REQUEST> Copy the records again, requests included, beginning at the line that has "form: x=618 y=648." and stopping after the line that has "x=1154 y=438". Raise every x and y coordinate in the answer points by 122, leaving the requests and their sample forms unchanged.

EXCERPTED DATA>
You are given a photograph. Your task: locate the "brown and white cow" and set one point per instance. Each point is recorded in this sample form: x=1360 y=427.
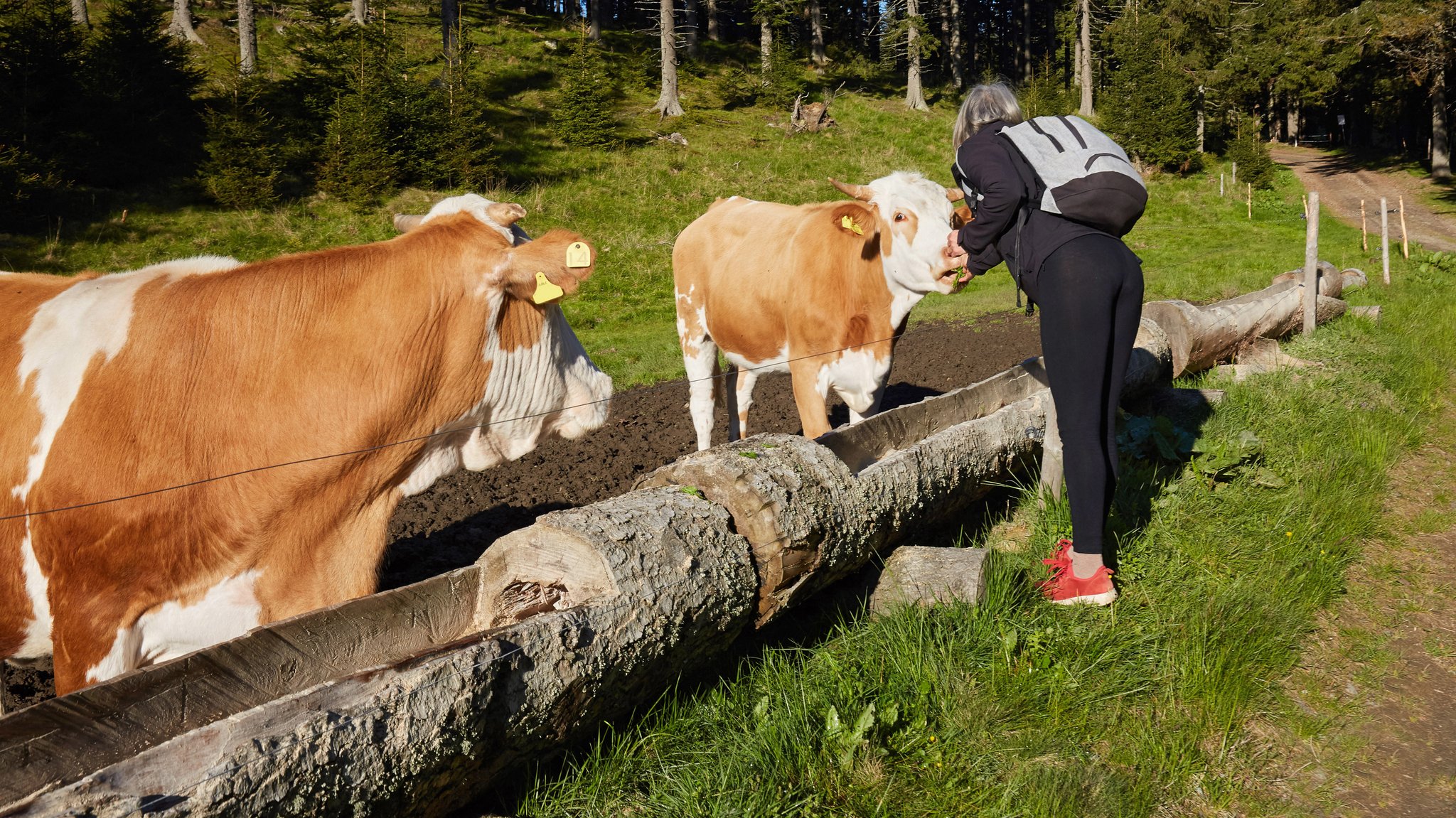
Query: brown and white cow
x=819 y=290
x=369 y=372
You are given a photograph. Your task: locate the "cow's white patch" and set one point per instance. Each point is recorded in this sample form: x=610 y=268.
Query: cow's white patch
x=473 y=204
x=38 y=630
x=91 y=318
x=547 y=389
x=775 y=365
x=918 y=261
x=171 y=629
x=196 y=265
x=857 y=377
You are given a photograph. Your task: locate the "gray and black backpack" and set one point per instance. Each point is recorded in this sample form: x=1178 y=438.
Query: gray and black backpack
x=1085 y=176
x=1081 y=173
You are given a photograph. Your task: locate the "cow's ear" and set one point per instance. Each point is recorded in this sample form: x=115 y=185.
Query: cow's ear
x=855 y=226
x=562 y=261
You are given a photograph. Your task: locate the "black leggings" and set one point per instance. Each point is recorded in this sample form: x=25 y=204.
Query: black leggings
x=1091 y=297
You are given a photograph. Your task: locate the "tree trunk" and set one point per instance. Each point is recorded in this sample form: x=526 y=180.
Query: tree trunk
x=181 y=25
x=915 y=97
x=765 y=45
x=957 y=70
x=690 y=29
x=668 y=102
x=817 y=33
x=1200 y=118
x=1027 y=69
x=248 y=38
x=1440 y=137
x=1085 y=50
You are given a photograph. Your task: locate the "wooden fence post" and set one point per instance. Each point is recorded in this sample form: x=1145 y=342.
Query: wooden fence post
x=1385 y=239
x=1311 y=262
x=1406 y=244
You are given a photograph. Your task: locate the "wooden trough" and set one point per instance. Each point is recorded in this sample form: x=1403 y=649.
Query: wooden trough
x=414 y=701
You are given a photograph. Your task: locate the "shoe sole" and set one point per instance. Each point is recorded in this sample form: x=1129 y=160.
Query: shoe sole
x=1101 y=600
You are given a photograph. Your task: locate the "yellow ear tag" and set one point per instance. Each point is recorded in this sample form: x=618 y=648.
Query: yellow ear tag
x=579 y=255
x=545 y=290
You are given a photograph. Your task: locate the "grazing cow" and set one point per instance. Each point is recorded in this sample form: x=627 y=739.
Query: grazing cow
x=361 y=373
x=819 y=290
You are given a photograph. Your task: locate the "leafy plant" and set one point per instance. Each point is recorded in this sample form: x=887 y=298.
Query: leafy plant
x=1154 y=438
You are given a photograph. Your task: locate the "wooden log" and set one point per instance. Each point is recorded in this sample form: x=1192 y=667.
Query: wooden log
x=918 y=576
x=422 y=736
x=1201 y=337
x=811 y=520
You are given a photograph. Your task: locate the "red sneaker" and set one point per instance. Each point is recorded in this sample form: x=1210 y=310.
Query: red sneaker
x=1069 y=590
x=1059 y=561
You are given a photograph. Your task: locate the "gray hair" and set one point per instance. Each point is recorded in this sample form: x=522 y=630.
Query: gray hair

---

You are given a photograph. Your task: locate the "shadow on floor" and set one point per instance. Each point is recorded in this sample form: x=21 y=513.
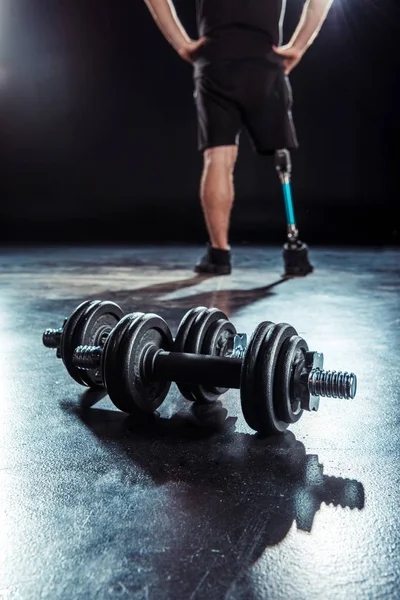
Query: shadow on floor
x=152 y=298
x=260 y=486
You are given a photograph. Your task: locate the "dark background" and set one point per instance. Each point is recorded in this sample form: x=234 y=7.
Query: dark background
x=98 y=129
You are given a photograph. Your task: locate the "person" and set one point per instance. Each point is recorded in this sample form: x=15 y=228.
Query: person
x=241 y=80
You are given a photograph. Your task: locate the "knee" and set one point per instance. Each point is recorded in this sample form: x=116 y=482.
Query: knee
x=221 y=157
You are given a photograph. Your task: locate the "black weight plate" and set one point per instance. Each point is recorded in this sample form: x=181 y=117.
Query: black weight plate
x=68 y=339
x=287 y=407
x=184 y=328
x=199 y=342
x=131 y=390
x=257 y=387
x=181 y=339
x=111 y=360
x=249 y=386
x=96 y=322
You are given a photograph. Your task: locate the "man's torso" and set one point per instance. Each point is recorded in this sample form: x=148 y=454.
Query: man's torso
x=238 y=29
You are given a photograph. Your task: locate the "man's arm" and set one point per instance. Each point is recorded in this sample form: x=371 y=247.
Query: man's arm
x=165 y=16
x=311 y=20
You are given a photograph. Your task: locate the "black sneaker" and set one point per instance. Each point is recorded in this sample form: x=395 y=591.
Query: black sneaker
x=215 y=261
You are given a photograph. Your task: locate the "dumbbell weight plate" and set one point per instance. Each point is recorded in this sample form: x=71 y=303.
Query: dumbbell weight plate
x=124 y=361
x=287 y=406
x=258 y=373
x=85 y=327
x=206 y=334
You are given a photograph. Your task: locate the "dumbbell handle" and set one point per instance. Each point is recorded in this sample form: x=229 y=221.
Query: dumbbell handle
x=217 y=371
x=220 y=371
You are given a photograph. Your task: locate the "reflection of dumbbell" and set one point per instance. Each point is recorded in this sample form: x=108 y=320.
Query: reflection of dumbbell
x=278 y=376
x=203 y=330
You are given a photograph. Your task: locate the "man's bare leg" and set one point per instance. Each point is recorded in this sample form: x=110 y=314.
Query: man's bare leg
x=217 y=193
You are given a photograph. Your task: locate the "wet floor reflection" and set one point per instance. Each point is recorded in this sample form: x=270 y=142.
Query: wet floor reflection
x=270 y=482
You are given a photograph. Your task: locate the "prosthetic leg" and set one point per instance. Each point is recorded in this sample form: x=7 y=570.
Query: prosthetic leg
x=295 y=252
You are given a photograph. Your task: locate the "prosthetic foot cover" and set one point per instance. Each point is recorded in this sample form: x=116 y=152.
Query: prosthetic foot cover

ANSWER TO THIS PROBLEM>
You are given a photograph. Your task: locate the "yellow ear tag" and set one point per instance. Each point is recorded in this sample form: x=618 y=648.
Query: yellow ear tag
x=701 y=377
x=667 y=412
You are given a photograph. Your task: locate the "grazing cow" and set one point per instance. Each point is recorded in this sample form: x=627 y=739.
Query: grazing cow
x=483 y=495
x=941 y=412
You are given a photograph. Your task: locate the "leafy plant" and set one point per instance. Each point is recorded in this sample form: x=887 y=298.
Query: leafy plant
x=1276 y=560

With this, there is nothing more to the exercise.